**Record excerpts:**

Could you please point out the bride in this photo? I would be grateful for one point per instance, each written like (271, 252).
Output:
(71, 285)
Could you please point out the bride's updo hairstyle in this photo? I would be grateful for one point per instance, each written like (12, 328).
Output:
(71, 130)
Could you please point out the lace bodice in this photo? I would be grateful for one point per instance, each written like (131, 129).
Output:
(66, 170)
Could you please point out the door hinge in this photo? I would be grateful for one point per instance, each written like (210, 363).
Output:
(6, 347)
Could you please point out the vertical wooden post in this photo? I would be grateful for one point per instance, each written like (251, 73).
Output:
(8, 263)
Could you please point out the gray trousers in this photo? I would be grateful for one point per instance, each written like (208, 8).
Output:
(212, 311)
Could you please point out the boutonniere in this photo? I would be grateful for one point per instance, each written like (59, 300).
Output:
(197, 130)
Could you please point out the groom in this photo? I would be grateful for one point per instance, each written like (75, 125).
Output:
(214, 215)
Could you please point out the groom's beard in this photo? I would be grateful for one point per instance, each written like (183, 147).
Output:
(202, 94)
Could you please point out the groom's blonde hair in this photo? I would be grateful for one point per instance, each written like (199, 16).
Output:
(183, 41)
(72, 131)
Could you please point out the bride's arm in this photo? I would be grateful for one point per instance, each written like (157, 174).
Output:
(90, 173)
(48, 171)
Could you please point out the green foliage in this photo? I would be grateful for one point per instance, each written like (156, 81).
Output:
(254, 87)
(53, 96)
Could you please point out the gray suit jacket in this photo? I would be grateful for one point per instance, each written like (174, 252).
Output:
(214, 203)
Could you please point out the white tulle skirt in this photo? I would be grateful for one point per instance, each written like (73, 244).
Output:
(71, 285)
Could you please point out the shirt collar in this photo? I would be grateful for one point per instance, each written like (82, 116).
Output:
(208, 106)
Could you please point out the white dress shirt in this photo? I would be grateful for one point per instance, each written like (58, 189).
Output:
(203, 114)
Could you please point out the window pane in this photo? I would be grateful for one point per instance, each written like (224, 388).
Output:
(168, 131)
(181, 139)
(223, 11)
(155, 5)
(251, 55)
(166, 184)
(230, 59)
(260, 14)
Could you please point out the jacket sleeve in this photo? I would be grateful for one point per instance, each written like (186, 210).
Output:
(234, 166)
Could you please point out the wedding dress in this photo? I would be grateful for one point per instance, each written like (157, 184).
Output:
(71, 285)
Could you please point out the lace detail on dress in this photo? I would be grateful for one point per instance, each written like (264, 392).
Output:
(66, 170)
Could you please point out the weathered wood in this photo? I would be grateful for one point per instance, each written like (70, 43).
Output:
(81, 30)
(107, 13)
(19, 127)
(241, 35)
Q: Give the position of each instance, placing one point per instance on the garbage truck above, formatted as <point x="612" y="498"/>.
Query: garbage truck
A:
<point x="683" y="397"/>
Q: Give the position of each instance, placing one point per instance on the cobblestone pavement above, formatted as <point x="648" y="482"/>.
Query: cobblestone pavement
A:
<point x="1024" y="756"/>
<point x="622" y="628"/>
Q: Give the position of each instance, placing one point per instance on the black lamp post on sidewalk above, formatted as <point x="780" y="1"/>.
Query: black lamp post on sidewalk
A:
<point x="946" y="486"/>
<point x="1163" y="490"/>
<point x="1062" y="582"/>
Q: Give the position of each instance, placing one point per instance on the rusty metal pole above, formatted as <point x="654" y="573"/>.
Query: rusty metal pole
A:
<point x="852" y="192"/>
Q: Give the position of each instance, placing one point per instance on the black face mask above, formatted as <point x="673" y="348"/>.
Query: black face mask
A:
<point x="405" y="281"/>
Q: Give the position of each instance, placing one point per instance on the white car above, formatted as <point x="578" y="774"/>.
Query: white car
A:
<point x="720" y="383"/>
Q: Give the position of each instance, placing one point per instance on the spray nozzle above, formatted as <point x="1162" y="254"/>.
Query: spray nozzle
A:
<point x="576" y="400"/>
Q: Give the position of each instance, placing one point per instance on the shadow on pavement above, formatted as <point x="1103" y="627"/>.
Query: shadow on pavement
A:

**Work to complete:** Go line by line through the data above and report each one that holds the string "pole".

**Solution to this task:**
Q: Give the position of each instance, placing one point per instance on the rusty metal pole above, formatted as <point x="654" y="573"/>.
Query: rusty metal pole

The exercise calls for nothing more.